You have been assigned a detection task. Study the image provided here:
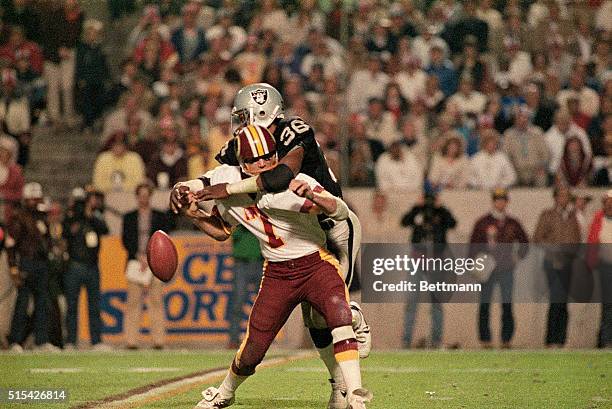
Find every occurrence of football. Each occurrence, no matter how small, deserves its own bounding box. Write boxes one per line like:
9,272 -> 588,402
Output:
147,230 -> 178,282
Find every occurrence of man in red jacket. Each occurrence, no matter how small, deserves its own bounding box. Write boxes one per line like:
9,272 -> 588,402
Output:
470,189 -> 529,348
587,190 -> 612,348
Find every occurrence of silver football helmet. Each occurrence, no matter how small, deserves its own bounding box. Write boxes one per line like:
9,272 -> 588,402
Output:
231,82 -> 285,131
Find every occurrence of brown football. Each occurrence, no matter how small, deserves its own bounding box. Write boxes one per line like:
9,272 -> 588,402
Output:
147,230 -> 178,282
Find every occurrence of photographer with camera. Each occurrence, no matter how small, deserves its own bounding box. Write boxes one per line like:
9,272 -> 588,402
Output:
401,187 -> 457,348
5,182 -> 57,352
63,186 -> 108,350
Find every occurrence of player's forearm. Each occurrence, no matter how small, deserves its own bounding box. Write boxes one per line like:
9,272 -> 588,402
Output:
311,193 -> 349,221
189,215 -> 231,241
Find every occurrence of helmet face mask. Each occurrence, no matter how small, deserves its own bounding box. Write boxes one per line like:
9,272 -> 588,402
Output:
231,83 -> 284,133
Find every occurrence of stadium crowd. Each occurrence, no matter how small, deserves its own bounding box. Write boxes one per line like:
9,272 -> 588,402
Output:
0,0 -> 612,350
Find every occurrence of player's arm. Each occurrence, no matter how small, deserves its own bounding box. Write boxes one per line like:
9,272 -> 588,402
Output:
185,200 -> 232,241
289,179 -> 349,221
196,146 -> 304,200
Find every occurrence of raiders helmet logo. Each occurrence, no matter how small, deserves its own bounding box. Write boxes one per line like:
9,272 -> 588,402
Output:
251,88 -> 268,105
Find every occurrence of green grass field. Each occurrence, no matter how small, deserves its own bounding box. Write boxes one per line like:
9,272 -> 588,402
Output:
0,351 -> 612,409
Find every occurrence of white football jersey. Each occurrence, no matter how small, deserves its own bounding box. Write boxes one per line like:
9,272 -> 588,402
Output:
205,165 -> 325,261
...
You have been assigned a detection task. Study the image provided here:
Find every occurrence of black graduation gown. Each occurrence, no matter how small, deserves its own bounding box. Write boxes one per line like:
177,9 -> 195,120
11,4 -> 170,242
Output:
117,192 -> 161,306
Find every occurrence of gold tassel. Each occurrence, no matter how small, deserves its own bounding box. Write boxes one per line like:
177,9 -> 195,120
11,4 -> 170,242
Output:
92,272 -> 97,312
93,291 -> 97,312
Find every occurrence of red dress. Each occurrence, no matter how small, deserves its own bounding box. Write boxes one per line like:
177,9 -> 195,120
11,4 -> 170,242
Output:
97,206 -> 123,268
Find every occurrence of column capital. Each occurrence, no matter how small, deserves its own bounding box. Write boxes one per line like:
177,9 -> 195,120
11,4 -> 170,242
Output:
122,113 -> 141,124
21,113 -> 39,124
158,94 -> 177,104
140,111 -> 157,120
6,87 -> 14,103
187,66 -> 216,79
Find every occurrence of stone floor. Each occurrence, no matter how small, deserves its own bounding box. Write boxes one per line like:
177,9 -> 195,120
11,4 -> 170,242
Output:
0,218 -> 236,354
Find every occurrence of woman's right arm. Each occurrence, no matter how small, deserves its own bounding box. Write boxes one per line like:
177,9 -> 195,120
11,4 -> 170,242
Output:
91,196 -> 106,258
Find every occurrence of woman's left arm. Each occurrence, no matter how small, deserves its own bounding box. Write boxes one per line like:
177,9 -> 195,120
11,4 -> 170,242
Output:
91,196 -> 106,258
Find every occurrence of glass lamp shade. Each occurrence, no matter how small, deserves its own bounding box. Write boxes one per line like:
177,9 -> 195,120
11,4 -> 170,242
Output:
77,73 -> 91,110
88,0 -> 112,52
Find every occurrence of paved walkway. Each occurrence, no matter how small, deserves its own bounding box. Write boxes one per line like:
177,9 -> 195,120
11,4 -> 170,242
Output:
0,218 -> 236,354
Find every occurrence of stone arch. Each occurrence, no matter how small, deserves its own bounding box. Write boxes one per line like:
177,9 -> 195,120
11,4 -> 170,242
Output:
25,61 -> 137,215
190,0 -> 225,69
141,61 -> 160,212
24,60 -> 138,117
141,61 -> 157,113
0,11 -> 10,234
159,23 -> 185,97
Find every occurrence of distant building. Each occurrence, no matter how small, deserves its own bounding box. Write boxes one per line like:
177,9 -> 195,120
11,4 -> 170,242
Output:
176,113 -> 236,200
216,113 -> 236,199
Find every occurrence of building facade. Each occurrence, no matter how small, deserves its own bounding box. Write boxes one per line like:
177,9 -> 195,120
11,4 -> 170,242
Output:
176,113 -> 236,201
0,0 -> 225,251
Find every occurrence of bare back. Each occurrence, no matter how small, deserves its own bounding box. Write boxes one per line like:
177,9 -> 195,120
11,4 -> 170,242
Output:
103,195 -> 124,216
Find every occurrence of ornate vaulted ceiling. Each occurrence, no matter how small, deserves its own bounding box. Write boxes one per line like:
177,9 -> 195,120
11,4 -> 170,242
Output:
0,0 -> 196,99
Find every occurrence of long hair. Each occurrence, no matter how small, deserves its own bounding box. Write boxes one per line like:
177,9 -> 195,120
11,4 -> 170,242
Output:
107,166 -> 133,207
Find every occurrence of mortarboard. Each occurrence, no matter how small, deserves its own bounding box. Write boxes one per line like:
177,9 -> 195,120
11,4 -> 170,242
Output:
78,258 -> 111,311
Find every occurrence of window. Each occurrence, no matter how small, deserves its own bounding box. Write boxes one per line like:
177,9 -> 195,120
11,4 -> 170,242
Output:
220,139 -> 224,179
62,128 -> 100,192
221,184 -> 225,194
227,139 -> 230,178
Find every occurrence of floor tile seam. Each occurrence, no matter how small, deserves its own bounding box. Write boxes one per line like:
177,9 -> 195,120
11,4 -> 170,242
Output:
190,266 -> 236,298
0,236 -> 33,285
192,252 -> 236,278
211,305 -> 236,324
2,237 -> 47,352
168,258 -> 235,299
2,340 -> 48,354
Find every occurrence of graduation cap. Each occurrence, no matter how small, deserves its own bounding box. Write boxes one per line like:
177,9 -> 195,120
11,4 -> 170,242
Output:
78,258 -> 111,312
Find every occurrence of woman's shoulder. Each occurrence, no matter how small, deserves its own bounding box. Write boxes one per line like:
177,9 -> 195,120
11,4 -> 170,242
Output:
...
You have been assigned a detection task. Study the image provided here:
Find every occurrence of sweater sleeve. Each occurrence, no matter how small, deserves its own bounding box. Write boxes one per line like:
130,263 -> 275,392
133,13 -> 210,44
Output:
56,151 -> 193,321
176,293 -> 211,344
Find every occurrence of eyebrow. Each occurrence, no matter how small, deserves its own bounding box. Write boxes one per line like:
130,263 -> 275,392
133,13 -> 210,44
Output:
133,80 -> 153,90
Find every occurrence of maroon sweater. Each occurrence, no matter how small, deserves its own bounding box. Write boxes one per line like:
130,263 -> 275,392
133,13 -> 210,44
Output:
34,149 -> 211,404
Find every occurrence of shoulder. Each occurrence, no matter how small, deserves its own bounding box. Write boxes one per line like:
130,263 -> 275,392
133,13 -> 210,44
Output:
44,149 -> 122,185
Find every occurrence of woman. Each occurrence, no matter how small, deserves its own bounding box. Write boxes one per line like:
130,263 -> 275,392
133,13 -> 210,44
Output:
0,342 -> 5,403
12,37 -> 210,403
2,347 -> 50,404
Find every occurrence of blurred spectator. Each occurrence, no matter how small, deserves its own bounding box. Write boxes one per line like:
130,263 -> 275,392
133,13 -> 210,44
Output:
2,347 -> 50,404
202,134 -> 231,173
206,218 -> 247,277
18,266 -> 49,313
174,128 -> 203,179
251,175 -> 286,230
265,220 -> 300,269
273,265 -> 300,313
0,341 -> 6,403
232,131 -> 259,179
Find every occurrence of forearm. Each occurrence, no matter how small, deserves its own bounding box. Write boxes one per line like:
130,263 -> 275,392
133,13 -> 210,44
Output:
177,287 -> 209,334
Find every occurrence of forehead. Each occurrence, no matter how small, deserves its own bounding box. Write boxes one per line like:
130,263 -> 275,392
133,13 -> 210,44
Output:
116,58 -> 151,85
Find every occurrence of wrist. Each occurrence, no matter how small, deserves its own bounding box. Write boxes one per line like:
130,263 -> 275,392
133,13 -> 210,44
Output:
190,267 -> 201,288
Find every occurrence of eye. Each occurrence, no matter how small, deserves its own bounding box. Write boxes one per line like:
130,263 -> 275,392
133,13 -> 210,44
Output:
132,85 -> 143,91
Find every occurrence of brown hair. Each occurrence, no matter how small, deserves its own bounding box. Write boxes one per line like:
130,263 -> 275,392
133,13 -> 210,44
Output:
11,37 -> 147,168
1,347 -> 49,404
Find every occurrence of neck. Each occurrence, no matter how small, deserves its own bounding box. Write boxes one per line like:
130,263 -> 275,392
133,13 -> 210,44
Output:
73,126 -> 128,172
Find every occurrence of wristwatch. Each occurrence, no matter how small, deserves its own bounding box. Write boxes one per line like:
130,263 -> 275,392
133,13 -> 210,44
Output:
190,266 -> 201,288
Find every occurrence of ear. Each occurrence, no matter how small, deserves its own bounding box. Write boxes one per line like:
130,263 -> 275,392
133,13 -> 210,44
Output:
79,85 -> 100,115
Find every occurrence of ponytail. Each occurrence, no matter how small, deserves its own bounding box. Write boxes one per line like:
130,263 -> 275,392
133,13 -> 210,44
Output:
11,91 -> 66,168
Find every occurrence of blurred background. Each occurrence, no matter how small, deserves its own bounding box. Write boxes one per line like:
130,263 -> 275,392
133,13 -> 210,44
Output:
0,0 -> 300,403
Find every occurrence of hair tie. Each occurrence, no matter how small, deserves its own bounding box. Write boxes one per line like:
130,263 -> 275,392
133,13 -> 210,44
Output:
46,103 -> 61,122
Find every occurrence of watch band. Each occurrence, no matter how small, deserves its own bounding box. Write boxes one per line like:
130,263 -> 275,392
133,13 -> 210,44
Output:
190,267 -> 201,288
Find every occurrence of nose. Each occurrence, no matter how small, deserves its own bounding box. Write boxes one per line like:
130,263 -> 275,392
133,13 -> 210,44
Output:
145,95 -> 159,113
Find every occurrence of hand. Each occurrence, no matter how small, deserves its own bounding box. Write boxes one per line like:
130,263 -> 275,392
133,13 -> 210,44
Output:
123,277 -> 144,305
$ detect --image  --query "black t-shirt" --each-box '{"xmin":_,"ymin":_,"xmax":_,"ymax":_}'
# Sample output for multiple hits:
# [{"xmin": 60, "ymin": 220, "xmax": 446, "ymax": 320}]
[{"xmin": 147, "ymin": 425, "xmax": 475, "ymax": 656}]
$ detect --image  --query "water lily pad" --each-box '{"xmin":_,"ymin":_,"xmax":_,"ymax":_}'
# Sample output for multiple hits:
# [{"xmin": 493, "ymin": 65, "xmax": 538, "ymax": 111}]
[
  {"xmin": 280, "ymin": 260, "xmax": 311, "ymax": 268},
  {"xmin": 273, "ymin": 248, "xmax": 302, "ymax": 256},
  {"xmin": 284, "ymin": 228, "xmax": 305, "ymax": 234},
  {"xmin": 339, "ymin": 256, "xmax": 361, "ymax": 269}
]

[Task objective] Copy the rows word for word, beginning with the line containing "Find every occurrence of eyebrow." and ending with the line containing "116,58 -> 151,85", both of those lines included.

[Solution to the problem]
Find every occurrence of eyebrow. Each occurrence, no matter how small, deserves its own bounding box. Write boxes one per line like:
130,263 -> 275,392
133,13 -> 210,44
Output:
133,80 -> 153,90
Find every occurrence of maroon sweater. Each occurrence, no matter how small, deserves its own bounding box. Write boxes one per line like:
130,263 -> 275,392
133,13 -> 210,44
Output:
34,149 -> 211,404
Find every occurrence of shoulder. Each occurrence, no matter how small, deserves its own bounding box. Write boxes one per line like:
130,263 -> 275,392
133,13 -> 210,44
Output:
44,149 -> 122,185
Find every occurrence of woman. Each occurrence, no matter how small, deserves its own bounding box. Write boxes one per line like:
130,263 -> 275,392
133,13 -> 210,44
Output:
0,342 -> 5,403
12,37 -> 210,403
2,347 -> 50,404
Find every occurrence of blurred spectator. Each occurrence, no matter how small, deserves its own bounding box. Write boxes one per line like:
130,263 -> 275,392
133,13 -> 210,44
Output:
2,347 -> 50,404
202,134 -> 231,173
206,218 -> 247,277
18,266 -> 49,313
174,128 -> 203,179
251,175 -> 286,230
265,220 -> 300,269
273,265 -> 300,313
0,341 -> 6,403
232,131 -> 259,179
Find every occurrence of forearm. Each occurrence, no matter how small, deserves its own bounding box. Write boxes one per line like:
130,263 -> 275,392
133,13 -> 210,44
Output:
177,287 -> 209,334
Find every occurrence of forehead. Each occurrence, no matter how small, deserves its own bounding box. Write boxes one per line like:
130,263 -> 275,392
133,13 -> 210,44
Output:
116,58 -> 151,85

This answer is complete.